(Coordinate labeling data)
──────────
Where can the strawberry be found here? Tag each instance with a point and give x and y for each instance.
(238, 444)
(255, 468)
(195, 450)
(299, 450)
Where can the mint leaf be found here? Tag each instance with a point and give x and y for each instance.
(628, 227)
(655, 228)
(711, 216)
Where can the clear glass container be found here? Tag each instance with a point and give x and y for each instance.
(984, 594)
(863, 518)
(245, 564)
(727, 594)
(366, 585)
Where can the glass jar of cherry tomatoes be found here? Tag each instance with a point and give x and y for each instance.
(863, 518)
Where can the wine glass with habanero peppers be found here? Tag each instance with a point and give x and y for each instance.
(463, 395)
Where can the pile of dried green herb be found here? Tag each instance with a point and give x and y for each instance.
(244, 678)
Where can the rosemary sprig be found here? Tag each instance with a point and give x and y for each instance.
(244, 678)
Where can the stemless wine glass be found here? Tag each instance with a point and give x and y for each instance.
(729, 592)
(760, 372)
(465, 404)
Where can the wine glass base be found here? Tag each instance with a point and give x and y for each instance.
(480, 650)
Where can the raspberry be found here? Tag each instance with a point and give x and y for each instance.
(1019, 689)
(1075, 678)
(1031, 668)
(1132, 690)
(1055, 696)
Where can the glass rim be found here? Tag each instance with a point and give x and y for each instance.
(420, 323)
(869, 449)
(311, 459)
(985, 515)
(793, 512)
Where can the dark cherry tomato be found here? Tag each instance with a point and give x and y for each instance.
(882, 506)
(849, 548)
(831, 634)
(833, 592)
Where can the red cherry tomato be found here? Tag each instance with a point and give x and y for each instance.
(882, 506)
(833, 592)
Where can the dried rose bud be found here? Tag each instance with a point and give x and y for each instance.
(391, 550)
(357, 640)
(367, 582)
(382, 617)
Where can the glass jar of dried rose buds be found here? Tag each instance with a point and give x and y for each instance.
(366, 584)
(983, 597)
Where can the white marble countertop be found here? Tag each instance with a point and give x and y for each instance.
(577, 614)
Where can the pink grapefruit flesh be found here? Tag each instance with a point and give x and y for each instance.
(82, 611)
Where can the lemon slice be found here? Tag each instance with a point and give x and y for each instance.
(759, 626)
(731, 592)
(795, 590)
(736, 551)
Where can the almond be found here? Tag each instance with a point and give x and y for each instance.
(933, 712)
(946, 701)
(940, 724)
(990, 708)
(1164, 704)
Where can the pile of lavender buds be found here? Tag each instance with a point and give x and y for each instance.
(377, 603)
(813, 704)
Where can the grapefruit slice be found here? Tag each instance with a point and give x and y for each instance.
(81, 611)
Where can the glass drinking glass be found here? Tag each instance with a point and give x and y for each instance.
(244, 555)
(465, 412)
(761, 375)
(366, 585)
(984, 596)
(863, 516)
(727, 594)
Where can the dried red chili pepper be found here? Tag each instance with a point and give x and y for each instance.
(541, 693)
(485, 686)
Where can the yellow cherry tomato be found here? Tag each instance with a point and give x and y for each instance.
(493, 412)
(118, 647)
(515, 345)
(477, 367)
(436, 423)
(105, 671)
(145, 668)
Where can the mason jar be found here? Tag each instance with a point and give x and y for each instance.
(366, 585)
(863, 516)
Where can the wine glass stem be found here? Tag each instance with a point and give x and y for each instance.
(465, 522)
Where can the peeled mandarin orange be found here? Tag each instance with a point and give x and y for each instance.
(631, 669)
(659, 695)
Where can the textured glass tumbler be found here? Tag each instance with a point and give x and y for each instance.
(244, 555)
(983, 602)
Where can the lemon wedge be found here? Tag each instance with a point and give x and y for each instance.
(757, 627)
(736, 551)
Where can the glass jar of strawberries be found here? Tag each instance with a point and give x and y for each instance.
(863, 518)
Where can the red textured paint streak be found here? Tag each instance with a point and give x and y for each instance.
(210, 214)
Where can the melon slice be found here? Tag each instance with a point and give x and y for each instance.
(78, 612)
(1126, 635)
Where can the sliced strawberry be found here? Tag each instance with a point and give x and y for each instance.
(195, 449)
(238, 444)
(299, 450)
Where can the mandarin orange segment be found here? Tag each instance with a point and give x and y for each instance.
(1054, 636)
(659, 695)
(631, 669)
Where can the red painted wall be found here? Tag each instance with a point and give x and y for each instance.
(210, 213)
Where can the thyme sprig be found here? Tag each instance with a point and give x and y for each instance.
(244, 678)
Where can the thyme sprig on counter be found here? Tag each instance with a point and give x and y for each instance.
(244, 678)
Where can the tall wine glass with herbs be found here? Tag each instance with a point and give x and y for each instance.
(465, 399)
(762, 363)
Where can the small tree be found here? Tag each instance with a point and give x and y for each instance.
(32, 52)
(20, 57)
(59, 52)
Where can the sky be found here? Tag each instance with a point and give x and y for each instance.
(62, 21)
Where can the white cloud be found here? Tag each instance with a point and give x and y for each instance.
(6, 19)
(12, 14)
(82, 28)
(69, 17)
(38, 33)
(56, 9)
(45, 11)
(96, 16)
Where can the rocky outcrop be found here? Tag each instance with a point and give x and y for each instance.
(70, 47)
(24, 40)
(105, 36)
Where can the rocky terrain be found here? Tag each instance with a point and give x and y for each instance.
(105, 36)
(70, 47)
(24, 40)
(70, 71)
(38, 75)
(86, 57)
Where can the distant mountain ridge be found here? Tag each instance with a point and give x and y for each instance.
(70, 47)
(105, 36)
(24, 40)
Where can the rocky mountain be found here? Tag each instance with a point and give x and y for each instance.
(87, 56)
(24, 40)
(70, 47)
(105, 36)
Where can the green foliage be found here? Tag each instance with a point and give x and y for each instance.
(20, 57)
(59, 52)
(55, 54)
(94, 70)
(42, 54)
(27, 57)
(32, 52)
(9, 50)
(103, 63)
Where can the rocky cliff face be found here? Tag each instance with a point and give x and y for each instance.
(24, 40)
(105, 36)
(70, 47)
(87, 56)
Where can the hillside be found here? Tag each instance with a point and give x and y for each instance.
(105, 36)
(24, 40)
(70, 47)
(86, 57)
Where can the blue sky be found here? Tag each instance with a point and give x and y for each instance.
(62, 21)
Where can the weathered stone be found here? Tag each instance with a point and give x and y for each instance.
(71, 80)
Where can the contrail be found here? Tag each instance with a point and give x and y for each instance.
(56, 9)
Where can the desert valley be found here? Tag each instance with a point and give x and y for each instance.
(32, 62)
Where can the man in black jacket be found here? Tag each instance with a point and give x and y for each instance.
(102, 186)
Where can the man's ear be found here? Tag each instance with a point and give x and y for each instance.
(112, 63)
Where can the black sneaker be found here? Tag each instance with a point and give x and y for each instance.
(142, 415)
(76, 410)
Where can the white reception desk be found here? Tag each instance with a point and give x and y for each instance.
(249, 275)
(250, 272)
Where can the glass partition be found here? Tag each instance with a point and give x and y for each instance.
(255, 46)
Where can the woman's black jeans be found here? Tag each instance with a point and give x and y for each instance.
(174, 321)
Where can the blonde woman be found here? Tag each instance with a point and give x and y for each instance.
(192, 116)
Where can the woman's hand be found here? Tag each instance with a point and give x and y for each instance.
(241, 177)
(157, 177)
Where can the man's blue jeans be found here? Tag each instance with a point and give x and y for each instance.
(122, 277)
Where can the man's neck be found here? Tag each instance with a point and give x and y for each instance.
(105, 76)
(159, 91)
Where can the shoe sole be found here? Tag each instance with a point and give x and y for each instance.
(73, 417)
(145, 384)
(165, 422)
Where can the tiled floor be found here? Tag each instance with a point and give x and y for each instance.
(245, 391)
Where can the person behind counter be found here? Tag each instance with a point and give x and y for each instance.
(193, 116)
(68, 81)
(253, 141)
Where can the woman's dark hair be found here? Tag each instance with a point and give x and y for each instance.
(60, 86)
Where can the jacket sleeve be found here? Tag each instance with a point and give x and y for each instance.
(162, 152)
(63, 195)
──────────
- Given problem: Repeat only the stretch of lines starting at the one containing "Where can the man in" and running to the final line of the entries above.

- Result:
Where can the man in black jacket be found here? Tag each instance with a point and give x and y for each instance.
(102, 186)
Where can the man's ear be found here? Tag each instance with a point and give x and y for each instance.
(112, 63)
Where can the black sneaker be found here? Tag each instance with a point and give x and y for each instance.
(142, 415)
(76, 410)
Where can the white reception desk be found here? Tag each instance with a point and give x and y for each instance.
(249, 275)
(250, 272)
Where can the glass partition be found here? Tag each instance with a point and give x and y for each instance.
(255, 46)
Where can the woman's black jeans be found here? Tag each instance with a point and give x and y for each instance.
(174, 321)
Where can the blonde woman be found here? Tag each instance with a point and give x and y for each instance.
(192, 116)
Where can the woman's hand be found here? Tag each instance with a point and give x and y for each instance.
(241, 177)
(157, 177)
Where can the man's blue jeans be found here? Tag each instance with a point and give x and y for each instance.
(122, 277)
Where can the man's neck be found here? Tag each instance with a point and give x and y for each instance.
(105, 76)
(159, 91)
Where can the shoe sole be found here? Tag each instance with a point and give x and y for each instance.
(73, 417)
(145, 384)
(165, 422)
Where can the tiled floor be found here? Tag each instance with a point and give x and y for each instance.
(245, 391)
Where can the person behind counter be found here? Tag each instance with a point and give x and y for each instance.
(193, 116)
(68, 81)
(253, 141)
Where can the woman's dark hair be found here? Tag each instance with a point and give x and y for each instance.
(60, 86)
Where can the jacket sleeve be found here? Tag each instance with a point and give x and y for each instance.
(162, 152)
(63, 195)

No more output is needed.